What to do:
Find each line in the listing that contains the string "item" and copy those lines. Case must match exactly.

──────── Data to use ────────

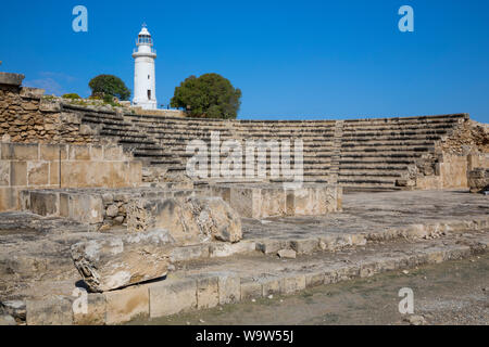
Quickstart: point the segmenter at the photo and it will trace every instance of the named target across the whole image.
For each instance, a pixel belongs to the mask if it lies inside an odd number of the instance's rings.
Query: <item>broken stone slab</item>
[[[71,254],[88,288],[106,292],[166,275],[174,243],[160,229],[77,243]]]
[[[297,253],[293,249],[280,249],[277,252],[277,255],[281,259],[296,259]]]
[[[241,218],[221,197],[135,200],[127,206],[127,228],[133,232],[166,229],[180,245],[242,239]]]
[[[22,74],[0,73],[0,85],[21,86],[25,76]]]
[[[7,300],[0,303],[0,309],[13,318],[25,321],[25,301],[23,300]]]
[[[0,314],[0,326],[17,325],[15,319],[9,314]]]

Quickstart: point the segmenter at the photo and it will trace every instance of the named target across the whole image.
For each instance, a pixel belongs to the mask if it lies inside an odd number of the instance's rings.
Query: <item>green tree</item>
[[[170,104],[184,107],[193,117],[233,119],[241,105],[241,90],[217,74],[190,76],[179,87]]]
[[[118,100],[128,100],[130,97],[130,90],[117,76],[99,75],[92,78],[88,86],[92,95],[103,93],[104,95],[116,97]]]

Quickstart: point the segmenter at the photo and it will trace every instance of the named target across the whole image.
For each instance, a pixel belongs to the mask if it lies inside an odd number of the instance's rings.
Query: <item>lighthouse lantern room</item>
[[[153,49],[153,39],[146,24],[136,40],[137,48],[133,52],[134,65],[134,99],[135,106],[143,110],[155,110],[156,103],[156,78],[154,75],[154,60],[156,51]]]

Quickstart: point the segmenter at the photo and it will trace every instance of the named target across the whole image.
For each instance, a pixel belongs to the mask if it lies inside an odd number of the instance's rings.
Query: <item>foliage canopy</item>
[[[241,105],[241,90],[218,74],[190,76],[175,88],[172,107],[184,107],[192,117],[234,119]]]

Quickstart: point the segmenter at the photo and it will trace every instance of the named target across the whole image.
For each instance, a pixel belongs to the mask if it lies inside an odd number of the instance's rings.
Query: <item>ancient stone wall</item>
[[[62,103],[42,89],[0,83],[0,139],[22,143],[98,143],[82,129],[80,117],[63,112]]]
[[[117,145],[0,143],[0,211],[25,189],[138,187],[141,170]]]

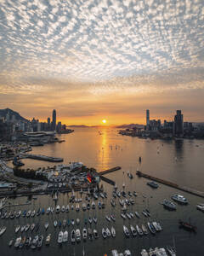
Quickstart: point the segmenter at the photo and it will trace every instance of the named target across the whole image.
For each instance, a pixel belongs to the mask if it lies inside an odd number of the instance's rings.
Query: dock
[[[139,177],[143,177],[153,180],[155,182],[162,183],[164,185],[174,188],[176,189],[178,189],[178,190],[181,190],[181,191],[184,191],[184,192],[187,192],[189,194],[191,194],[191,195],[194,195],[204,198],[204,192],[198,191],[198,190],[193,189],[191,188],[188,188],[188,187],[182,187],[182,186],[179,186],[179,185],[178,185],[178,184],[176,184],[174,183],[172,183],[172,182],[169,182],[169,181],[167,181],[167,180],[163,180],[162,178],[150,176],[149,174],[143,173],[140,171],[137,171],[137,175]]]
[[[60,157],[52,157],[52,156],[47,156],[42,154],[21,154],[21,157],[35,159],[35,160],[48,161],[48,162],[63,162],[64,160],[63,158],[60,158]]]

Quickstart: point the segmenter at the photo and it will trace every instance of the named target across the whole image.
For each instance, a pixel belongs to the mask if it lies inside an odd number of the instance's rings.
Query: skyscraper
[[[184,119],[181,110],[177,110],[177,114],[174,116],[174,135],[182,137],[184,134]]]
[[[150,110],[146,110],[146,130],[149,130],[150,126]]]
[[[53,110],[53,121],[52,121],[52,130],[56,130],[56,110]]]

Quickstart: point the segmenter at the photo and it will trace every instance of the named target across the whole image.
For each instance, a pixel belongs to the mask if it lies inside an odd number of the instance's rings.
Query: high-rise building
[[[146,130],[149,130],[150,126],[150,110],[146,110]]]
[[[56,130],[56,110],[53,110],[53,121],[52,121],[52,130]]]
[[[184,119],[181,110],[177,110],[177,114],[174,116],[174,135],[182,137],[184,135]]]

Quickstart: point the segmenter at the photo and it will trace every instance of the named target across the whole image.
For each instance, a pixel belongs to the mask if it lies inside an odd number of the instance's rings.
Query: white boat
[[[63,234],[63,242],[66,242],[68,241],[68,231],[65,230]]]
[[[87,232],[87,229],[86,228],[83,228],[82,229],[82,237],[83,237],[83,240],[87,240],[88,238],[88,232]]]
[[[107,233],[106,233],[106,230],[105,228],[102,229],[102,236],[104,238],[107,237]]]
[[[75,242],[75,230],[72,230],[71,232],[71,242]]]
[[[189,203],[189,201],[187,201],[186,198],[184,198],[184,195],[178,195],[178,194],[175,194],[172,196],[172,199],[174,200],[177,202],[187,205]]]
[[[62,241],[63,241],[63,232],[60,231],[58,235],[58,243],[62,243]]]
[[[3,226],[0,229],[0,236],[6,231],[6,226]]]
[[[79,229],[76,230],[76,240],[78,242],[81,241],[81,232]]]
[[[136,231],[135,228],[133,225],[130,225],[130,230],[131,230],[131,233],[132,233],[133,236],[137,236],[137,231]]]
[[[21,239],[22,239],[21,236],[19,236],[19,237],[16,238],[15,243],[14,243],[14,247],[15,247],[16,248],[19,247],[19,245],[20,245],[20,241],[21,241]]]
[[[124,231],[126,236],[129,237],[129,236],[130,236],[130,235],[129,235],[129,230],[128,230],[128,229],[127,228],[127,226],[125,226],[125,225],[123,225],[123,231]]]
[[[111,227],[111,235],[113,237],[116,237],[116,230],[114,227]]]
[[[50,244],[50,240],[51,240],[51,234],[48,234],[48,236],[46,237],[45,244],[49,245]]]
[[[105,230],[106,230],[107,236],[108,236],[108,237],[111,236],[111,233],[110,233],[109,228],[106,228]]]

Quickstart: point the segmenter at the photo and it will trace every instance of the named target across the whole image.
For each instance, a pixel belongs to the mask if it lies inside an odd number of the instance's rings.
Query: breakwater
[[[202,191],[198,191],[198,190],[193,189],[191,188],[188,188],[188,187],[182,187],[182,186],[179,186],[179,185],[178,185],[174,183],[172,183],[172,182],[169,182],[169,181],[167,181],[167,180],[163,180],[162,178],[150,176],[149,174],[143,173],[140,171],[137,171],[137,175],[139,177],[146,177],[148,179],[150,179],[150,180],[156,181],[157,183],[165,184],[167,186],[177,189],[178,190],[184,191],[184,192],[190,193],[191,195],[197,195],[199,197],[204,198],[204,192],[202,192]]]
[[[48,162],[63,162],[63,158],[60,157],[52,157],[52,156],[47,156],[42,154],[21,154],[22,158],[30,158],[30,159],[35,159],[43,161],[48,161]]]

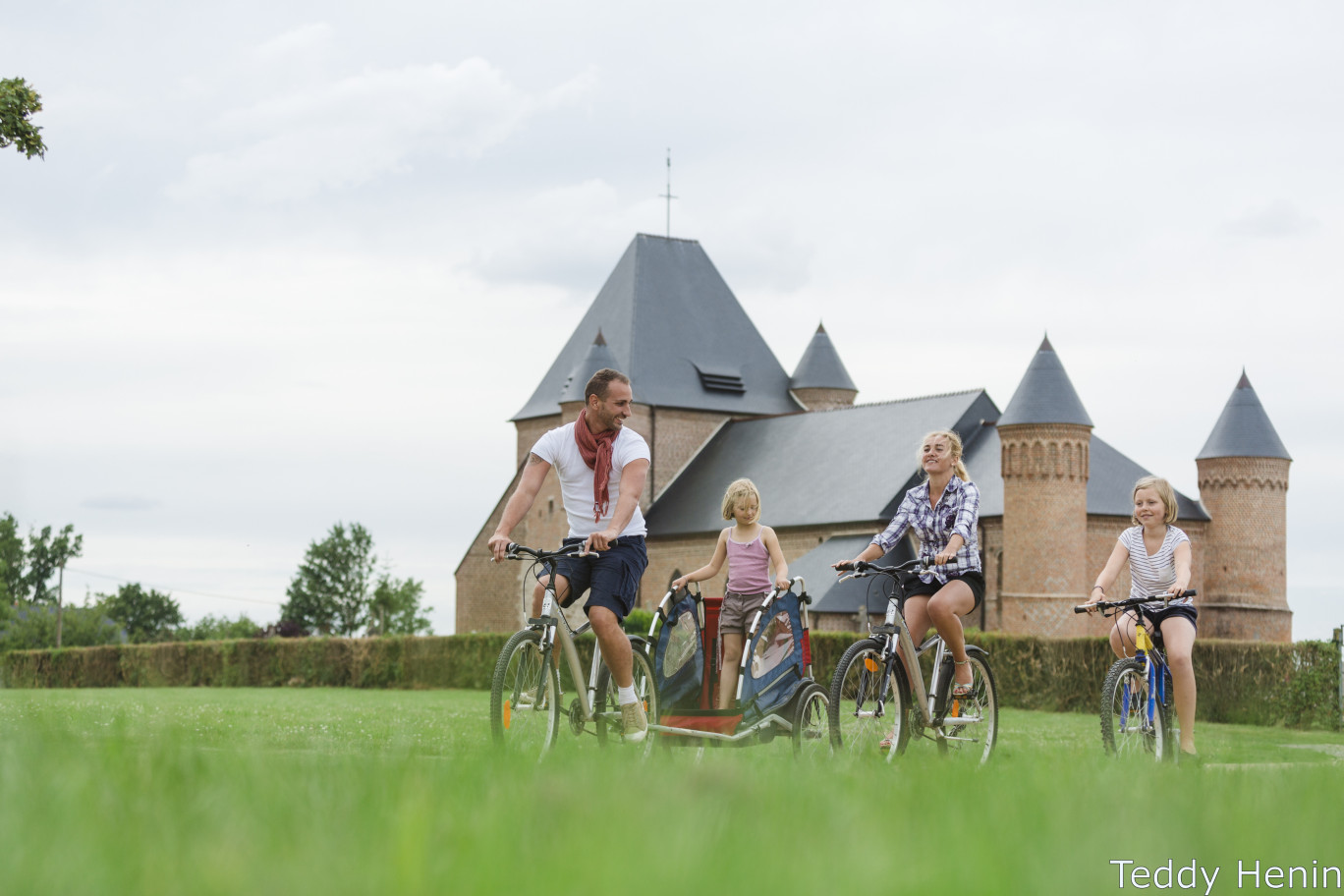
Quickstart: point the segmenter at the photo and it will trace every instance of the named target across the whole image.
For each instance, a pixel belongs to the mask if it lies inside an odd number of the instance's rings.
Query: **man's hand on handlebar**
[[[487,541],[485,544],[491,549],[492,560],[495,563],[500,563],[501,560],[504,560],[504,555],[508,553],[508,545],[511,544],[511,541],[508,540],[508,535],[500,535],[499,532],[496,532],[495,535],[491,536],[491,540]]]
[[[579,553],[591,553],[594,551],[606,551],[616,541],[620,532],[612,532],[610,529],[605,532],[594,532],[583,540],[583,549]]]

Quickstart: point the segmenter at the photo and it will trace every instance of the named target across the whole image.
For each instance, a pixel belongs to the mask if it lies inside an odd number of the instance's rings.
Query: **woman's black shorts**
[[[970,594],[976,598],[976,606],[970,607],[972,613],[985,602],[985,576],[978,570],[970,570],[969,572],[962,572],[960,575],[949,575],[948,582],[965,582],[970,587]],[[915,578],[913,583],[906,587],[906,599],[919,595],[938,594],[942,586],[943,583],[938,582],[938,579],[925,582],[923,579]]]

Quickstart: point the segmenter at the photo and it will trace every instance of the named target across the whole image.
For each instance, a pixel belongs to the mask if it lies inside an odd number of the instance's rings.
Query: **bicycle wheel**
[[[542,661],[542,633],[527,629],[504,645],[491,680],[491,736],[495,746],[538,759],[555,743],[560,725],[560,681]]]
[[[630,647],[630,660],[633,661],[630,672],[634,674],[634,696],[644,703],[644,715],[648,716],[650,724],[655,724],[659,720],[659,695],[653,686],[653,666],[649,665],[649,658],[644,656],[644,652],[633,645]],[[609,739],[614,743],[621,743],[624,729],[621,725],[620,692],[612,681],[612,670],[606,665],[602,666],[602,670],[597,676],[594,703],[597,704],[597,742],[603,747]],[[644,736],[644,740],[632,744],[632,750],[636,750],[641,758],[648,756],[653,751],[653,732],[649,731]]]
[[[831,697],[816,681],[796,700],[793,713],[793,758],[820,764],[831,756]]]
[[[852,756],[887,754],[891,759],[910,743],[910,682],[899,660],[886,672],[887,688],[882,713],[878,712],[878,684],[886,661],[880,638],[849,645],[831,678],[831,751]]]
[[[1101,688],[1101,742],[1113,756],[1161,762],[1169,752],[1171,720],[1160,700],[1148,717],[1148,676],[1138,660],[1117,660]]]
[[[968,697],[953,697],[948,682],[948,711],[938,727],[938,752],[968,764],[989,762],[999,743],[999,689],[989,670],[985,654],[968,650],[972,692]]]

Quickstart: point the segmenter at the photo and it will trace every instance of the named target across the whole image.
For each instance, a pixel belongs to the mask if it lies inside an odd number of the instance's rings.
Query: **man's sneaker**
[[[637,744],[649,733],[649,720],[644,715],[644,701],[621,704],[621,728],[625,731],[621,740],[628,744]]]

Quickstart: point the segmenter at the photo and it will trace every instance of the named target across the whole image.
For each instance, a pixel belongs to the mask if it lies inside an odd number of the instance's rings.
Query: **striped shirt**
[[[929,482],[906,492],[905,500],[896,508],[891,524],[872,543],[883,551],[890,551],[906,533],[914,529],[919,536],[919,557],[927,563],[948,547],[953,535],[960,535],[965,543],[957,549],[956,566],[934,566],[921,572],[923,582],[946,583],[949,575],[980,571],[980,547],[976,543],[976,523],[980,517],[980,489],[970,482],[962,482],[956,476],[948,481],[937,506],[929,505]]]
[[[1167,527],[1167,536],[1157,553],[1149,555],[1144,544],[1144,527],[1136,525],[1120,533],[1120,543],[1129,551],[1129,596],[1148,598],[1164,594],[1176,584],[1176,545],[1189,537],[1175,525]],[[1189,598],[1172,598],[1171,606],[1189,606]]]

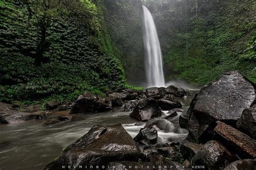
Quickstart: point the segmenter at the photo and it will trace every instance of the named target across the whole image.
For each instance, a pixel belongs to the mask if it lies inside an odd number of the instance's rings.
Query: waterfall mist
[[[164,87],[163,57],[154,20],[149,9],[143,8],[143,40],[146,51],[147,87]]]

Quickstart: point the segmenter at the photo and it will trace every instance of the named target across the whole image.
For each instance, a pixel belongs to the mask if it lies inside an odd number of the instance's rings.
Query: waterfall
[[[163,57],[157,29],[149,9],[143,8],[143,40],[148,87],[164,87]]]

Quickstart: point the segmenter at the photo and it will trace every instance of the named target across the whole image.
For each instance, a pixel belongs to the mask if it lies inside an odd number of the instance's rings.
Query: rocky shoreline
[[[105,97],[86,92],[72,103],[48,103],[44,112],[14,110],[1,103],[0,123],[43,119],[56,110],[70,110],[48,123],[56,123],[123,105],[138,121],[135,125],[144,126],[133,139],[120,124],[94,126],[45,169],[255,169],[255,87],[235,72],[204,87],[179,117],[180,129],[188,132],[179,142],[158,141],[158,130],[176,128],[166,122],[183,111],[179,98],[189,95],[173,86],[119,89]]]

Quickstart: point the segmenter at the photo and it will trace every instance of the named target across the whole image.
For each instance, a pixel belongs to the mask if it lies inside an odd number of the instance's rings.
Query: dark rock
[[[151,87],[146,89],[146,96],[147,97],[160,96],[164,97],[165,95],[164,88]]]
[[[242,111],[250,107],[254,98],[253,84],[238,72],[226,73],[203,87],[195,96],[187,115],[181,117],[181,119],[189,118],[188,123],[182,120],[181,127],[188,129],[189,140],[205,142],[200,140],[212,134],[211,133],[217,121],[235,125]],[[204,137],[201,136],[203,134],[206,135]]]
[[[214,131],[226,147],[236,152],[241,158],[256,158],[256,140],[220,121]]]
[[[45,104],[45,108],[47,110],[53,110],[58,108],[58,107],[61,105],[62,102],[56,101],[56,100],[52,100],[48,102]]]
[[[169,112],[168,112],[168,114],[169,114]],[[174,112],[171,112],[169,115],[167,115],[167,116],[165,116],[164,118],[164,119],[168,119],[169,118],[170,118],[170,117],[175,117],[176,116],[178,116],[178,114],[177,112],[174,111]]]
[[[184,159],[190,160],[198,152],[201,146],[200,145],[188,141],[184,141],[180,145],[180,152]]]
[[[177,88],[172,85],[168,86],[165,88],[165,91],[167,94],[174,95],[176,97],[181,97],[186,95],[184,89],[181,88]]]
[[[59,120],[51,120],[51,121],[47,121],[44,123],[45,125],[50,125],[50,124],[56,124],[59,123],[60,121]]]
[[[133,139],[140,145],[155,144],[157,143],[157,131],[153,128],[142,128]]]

────────

Written solution:
Query: <item>broken stone slab</item>
Query: <item>green tree</item>
Query: <item>lighthouse lantern room</item>
Query: <item>foliage canopy</item>
Query: <item>ancient stone wall</item>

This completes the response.